Copy out the listing below word for word, leaving out the pictures.
★ ★ ★ ★ ★ ★ ★
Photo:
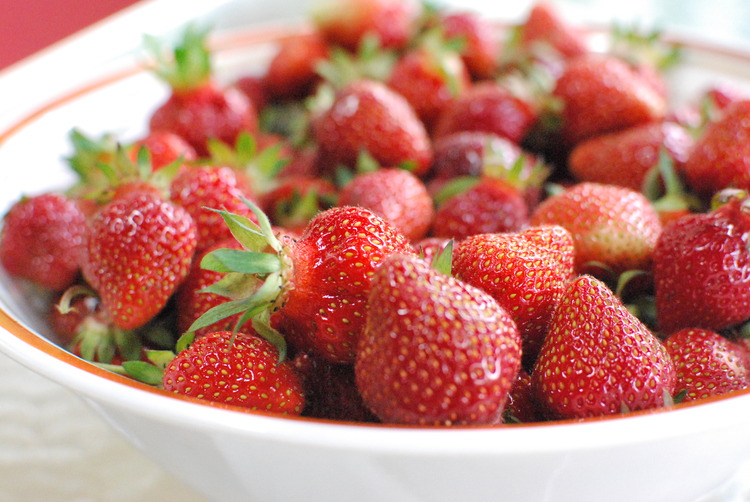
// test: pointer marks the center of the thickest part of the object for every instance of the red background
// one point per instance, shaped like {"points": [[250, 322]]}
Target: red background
{"points": [[27, 26]]}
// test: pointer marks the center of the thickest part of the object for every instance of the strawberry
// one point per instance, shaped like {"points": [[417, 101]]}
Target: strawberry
{"points": [[435, 351], [625, 157], [369, 116], [545, 26], [347, 22], [164, 147], [601, 93], [720, 156], [598, 359], [136, 251], [430, 76], [396, 195], [701, 268], [198, 108], [291, 73], [481, 44], [41, 240], [200, 188], [707, 364], [238, 369], [490, 107], [488, 205], [611, 225], [526, 273], [315, 285]]}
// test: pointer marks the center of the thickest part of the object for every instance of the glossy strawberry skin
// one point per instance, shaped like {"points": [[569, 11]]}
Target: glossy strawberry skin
{"points": [[488, 106], [602, 94], [625, 157], [523, 272], [367, 115], [490, 206], [202, 188], [598, 359], [238, 370], [396, 195], [701, 270], [137, 250], [721, 157], [204, 112], [612, 225], [324, 302], [41, 240], [707, 364], [435, 350]]}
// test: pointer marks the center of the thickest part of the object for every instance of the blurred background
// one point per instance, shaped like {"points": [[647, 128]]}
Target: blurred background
{"points": [[52, 446]]}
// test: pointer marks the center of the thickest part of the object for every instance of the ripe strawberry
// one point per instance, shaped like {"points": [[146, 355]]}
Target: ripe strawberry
{"points": [[291, 74], [544, 25], [239, 369], [347, 22], [526, 273], [41, 240], [202, 188], [435, 351], [316, 285], [481, 50], [367, 115], [611, 225], [707, 364], [488, 106], [701, 269], [137, 249], [598, 359], [625, 157], [164, 147], [198, 108], [430, 76], [720, 156], [488, 205], [394, 194], [602, 93]]}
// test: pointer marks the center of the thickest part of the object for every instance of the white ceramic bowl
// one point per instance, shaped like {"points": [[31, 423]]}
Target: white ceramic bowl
{"points": [[677, 455]]}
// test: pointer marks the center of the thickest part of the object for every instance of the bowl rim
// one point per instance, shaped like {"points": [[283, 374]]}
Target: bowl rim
{"points": [[46, 358]]}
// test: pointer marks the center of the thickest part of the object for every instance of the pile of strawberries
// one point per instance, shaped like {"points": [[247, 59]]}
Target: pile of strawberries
{"points": [[412, 217]]}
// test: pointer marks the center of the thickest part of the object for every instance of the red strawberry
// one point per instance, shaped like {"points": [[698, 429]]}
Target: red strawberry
{"points": [[611, 225], [600, 94], [435, 350], [137, 250], [291, 73], [239, 369], [702, 269], [347, 22], [394, 194], [707, 364], [164, 147], [489, 107], [481, 50], [598, 359], [430, 77], [488, 205], [316, 285], [544, 25], [368, 116], [198, 108], [202, 188], [625, 157], [525, 272], [721, 156], [41, 240]]}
★ ★ ★ ★ ★ ★ ★
» **WRITTEN RESPONSE**:
Photo:
// test: pointer marks the center of the thickest part of the object for every instance of the red background
// one point per instance, shaped like {"points": [[250, 322]]}
Target: red background
{"points": [[27, 26]]}
// test: pointer marks the center of the thickest part of the object for every instance of the strawberry
// one point per instance, shaped like {"points": [[417, 101]]}
Target: strawberry
{"points": [[435, 351], [625, 157], [369, 116], [545, 26], [347, 22], [164, 147], [601, 93], [720, 156], [598, 359], [136, 251], [430, 76], [396, 195], [701, 268], [198, 108], [291, 73], [481, 44], [41, 240], [200, 188], [707, 364], [238, 369], [490, 107], [488, 205], [611, 225], [526, 273], [315, 285]]}
// test: pointer marks the center of the thickest part of the object for every instance of the glossy strawberry skin
// one point per instance, shaped like {"points": [[569, 11]]}
Target: glossy strawberry skin
{"points": [[488, 106], [602, 94], [625, 157], [523, 272], [367, 115], [490, 206], [202, 188], [598, 359], [238, 370], [396, 195], [701, 270], [137, 250], [721, 157], [204, 112], [612, 225], [324, 302], [41, 240], [707, 364], [435, 350]]}
// test: pointer marks the center of the thickest part of the object for every instance of the blurred background
// one point per instance, shaped like {"points": [[647, 128]]}
Target: blurred background
{"points": [[52, 446]]}
// test: pointer marks the center of the thickest part of the object for every instance of the ripe strawberry
// one point per instance, shaped like {"points": [[146, 355]]}
Target: ripe strawberry
{"points": [[291, 74], [544, 25], [239, 369], [347, 22], [526, 273], [41, 240], [202, 188], [435, 351], [316, 285], [481, 50], [367, 115], [611, 225], [707, 364], [488, 106], [701, 269], [137, 249], [598, 359], [625, 157], [164, 147], [198, 108], [430, 76], [720, 156], [488, 205], [394, 194], [602, 93]]}
// test: pointer marks the center of the thickest part of the object for every instance of the white ceramic bowl
// one point per instance, shaped like {"points": [[31, 423]]}
Target: white ceramic bowl
{"points": [[677, 455]]}
// test: pointer marks the center of the thickest part of the object for every instance of the bowl rim
// one point per instance, shaped like {"points": [[283, 374]]}
Target: bowl rim
{"points": [[46, 358]]}
// test: pointer marks the center of the thickest part of the object for every instance of the pile of strawberries
// one point per instance, shaped like {"points": [[247, 59]]}
Target: pile of strawberries
{"points": [[412, 217]]}
// test: pointer marks the center of the thickest part of the object for every instance of the red strawberry
// one point per instance, shaped like {"points": [[698, 429]]}
Target: red strawberry
{"points": [[611, 225], [600, 94], [435, 350], [137, 250], [291, 73], [239, 369], [702, 269], [347, 22], [394, 194], [707, 364], [164, 147], [489, 107], [481, 50], [598, 359], [430, 77], [488, 205], [316, 285], [544, 25], [368, 116], [198, 108], [202, 188], [625, 157], [525, 272], [721, 156], [41, 240]]}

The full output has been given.